(Supplied material begins)
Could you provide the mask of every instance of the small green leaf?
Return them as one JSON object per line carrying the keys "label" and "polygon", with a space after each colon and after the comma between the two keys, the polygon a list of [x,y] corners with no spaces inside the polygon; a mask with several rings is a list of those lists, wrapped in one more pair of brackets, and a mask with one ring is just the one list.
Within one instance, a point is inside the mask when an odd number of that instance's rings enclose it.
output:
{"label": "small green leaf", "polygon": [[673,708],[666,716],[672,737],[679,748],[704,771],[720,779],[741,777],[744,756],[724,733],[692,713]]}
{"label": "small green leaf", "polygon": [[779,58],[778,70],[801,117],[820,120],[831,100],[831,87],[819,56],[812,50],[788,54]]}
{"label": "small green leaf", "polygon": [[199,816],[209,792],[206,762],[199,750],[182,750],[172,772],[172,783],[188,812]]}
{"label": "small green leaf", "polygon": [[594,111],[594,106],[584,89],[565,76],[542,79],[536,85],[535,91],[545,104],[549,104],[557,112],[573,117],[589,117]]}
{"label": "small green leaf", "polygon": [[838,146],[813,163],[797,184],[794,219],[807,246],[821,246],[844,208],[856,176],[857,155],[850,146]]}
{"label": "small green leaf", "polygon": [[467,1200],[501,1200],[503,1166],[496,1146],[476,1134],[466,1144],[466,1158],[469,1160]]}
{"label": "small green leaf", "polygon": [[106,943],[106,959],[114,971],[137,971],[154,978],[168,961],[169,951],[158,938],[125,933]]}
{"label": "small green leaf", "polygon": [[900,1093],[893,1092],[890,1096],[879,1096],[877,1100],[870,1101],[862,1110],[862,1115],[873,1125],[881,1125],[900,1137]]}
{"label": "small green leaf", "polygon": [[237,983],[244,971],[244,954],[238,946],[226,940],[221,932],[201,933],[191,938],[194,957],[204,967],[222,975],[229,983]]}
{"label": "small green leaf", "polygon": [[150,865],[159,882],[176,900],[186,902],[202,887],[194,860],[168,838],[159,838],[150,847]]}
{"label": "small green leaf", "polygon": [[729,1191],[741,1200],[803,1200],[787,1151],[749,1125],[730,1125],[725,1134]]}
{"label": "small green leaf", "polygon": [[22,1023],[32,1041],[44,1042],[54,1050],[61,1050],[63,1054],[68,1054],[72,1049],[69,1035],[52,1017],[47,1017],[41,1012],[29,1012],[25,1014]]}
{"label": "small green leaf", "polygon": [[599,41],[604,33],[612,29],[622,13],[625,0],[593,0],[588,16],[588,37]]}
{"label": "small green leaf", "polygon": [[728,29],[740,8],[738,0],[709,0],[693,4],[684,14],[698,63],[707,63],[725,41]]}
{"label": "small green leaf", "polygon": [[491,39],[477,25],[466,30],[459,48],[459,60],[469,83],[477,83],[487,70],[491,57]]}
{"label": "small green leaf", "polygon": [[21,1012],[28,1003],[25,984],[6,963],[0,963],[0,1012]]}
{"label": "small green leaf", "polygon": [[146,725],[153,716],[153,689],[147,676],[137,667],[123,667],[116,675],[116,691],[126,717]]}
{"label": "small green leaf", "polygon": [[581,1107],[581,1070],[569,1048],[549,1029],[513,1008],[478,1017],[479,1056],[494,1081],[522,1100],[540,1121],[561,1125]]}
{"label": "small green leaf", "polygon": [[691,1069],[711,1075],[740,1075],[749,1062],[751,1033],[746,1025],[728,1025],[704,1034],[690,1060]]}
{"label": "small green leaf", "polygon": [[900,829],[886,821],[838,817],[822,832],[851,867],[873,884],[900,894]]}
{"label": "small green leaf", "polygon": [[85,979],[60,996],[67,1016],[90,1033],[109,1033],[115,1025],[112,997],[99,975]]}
(Supplied material ends)
• Task statement:
Gather all lines from the records above in which "instance" appears.

• Response for this exercise:
Could you provide the mask of every instance of the small green leaf?
Within one instance, a point is inside the mask when an odd number of that instance's rings enclose it.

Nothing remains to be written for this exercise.